Extracted data –
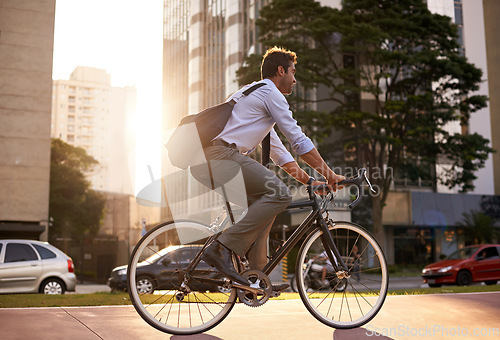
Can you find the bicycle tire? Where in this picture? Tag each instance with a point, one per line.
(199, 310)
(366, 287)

...

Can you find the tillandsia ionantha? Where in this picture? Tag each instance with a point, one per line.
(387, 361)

What is asked –
Please identify every line above that contains the word "with", and copy each such line in full. Case counts, so match the capitalization exactly.

In response –
Can you find the bicycle tire? Where in this picture? Tag each instance with a point, one per line.
Can you find the tillandsia ionantha? Where in this picture? Tag each instance with a point, one per line.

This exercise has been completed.